#### Data supplied ####

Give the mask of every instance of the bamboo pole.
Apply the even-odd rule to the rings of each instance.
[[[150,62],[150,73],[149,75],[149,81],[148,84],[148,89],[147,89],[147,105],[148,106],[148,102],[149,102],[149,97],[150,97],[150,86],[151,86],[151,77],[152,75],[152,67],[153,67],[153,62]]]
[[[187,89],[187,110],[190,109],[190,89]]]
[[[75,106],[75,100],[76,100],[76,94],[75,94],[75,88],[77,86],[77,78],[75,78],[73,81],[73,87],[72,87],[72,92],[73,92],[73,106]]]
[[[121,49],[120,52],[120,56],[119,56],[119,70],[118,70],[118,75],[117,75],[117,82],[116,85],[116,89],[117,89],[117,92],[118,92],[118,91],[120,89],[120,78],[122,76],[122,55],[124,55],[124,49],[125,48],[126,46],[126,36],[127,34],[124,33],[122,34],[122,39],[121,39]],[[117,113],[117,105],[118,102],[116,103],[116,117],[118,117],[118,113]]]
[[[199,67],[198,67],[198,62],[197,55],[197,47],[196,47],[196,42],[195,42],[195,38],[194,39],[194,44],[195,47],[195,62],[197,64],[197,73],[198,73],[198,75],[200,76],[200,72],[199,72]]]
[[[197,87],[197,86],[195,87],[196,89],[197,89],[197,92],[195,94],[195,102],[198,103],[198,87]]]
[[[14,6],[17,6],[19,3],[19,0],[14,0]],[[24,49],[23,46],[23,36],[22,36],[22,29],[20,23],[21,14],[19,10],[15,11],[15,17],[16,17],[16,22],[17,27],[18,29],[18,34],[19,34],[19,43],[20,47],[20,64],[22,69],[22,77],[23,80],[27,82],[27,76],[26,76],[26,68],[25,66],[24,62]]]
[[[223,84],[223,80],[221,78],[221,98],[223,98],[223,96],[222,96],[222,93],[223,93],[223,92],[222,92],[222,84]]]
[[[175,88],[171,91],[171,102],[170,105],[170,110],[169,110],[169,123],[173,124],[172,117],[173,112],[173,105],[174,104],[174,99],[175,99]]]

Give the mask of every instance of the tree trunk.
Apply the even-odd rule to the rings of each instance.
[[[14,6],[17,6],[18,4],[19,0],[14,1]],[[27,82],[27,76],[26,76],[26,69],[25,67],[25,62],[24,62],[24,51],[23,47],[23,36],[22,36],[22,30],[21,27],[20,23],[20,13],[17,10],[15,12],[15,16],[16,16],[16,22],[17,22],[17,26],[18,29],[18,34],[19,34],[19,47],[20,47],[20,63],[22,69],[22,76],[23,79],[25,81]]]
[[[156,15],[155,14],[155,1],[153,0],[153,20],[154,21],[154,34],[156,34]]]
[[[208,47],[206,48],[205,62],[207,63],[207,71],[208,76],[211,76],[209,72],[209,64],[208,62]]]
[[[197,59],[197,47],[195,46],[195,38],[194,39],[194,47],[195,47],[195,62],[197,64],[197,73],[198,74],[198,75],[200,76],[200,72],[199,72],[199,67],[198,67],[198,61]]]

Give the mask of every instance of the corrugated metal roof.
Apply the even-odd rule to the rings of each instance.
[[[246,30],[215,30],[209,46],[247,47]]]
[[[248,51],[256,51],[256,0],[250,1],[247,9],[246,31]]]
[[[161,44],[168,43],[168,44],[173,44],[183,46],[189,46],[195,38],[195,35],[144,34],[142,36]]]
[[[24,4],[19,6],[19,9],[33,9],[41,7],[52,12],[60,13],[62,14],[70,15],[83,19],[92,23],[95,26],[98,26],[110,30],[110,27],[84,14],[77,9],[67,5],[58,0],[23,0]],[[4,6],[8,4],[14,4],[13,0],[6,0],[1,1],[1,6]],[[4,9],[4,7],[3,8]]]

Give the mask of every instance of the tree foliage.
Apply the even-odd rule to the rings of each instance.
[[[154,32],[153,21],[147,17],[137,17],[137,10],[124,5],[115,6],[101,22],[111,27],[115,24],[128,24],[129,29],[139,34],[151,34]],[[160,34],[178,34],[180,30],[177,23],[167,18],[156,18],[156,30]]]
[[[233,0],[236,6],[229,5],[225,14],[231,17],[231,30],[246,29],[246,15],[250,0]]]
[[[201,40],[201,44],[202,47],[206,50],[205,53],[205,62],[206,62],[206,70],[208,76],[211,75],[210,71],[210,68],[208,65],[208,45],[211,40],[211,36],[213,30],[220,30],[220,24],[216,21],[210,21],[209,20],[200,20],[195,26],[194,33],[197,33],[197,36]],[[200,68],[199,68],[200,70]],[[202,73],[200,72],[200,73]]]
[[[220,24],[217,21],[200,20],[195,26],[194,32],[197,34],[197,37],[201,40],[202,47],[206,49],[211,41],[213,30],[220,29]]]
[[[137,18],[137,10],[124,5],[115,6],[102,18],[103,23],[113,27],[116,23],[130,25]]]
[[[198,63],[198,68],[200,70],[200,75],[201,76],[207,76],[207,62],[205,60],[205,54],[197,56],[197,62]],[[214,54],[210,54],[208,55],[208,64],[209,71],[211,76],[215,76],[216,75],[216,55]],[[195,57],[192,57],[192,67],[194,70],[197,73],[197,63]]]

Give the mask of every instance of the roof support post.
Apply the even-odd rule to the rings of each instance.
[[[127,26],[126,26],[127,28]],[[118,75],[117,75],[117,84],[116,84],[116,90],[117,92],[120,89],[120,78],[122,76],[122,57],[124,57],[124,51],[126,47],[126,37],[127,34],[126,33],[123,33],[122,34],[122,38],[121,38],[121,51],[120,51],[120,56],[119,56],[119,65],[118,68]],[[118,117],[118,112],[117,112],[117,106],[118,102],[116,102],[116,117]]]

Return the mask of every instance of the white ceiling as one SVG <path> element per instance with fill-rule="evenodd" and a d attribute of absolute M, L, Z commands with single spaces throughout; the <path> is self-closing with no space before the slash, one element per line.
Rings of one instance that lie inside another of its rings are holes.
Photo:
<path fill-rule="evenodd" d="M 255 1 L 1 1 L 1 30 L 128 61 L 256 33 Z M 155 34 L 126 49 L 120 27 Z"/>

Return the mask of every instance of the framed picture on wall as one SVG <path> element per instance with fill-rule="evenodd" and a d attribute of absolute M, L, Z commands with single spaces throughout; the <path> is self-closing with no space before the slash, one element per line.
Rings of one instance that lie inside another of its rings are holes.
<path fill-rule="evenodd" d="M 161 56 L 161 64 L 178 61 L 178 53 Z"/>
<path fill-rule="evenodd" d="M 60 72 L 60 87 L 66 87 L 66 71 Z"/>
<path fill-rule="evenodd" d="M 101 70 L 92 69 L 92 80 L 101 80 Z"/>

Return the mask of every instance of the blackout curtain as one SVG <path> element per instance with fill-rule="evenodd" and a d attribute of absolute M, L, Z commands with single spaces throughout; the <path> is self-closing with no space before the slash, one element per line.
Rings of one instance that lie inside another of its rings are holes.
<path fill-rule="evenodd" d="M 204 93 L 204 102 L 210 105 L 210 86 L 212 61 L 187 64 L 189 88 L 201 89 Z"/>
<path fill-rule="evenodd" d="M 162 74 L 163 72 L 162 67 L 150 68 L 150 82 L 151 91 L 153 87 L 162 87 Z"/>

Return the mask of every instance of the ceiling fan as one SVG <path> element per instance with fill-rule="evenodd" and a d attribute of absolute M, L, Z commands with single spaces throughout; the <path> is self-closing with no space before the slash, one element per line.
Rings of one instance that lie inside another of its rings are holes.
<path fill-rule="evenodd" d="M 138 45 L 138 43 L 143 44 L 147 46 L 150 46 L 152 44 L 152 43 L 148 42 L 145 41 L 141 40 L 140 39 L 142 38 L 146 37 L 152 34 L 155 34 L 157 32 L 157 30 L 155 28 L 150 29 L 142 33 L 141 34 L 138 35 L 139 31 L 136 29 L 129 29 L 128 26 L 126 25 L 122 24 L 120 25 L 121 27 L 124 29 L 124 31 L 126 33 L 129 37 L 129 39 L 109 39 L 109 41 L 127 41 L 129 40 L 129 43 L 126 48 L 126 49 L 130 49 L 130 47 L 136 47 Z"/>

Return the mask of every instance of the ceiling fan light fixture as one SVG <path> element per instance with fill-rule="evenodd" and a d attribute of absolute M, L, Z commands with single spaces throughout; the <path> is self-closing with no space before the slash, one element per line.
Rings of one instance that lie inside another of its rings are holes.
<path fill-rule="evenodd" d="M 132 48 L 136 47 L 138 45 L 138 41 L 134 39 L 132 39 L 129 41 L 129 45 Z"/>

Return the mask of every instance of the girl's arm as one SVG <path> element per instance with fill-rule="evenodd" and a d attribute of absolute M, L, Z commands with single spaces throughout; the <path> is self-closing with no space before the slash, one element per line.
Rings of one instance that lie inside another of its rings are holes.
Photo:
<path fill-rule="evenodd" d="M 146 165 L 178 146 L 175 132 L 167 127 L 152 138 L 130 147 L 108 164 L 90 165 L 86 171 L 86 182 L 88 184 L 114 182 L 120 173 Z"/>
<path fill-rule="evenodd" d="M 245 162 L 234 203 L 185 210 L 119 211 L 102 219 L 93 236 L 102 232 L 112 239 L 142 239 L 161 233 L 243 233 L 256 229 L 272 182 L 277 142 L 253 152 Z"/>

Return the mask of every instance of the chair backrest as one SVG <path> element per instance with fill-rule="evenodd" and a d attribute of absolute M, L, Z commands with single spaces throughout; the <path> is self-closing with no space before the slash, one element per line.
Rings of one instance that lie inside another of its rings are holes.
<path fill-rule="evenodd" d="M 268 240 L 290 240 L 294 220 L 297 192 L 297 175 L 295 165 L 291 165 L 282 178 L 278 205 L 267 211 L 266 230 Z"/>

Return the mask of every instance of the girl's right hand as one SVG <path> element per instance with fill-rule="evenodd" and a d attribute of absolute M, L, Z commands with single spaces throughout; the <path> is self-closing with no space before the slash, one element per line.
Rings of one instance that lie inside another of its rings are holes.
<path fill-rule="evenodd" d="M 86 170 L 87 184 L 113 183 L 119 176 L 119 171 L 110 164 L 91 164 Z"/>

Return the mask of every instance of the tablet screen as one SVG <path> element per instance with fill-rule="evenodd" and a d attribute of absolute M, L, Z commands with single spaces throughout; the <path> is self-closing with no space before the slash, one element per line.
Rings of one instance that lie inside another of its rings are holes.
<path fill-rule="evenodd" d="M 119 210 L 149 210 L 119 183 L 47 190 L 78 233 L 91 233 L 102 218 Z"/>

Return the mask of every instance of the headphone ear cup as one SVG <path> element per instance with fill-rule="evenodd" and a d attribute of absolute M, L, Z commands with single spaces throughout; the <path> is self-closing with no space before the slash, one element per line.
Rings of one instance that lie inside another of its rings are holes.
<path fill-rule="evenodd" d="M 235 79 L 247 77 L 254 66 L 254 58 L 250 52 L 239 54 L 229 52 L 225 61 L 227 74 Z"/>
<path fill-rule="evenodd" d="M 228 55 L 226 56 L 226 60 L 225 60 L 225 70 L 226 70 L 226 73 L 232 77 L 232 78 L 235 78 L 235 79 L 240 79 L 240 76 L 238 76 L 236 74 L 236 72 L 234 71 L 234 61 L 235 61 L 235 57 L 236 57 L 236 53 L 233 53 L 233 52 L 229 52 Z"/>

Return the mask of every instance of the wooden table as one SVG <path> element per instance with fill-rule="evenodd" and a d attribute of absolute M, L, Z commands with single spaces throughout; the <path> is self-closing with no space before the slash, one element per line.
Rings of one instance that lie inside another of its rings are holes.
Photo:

####

What the exercise asks: Recast the lines from the one containing "Return the mask of every instance of the chair" through the one containing "228 55 L 226", both included, as a Markdown table with the columns Row and Line. Number each row and omit blank lines.

The reply:
| Row | Line |
|---|---|
| 1 | Return the mask of every instance of the chair backrest as one SVG <path> element per instance with fill-rule="evenodd" and a d attribute of absolute M, L, Z commands with single spaces throughout; the <path> is self-closing with no space before the slash, one element per line. |
| 2 | Rings of one instance that lie inside another of its rings are holes. |
| 3 | <path fill-rule="evenodd" d="M 268 240 L 290 240 L 294 220 L 297 192 L 297 175 L 295 165 L 291 165 L 282 178 L 278 205 L 267 211 L 266 230 Z"/> |
| 4 | Return the mask of every instance of the girl's right hand as one SVG <path> element per instance with fill-rule="evenodd" and a d attribute of absolute M, L, Z commands with single spaces throughout; the <path> is self-closing with no space before the slash, one element per line. |
| 5 | Rings of one instance that lie inside another of its rings are holes. |
| 6 | <path fill-rule="evenodd" d="M 86 170 L 87 184 L 113 183 L 119 176 L 119 171 L 110 164 L 91 164 Z"/> |
| 7 | Return the mask of every instance of the tablet screen as one SVG <path> element per instance with fill-rule="evenodd" and a d attribute of absolute M, L, Z commands with single spaces throughout; the <path> is self-closing with no space before the slash, one element per line. |
| 8 | Rings of one instance that lie inside another of its rings are holes. |
| 9 | <path fill-rule="evenodd" d="M 119 210 L 149 210 L 119 183 L 47 190 L 78 233 L 91 233 L 102 218 Z"/> |
| 10 | Return the mask of every instance of the headphone ear cup as one SVG <path> element per instance with fill-rule="evenodd" and a d attribute of absolute M, L, Z commands with single spaces throughout; the <path> is self-closing with no space before the slash, one element per line. |
| 11 | Rings of one instance that lie inside another of its rings are holes. |
| 12 | <path fill-rule="evenodd" d="M 235 79 L 247 77 L 254 66 L 254 58 L 250 52 L 239 54 L 229 52 L 225 61 L 227 74 Z"/> |
| 13 | <path fill-rule="evenodd" d="M 228 55 L 226 56 L 226 60 L 225 60 L 225 70 L 226 70 L 226 73 L 232 77 L 232 78 L 235 78 L 235 79 L 240 79 L 240 76 L 238 76 L 236 74 L 236 72 L 234 71 L 234 61 L 235 61 L 235 57 L 236 57 L 236 53 L 233 53 L 233 52 L 229 52 Z"/> |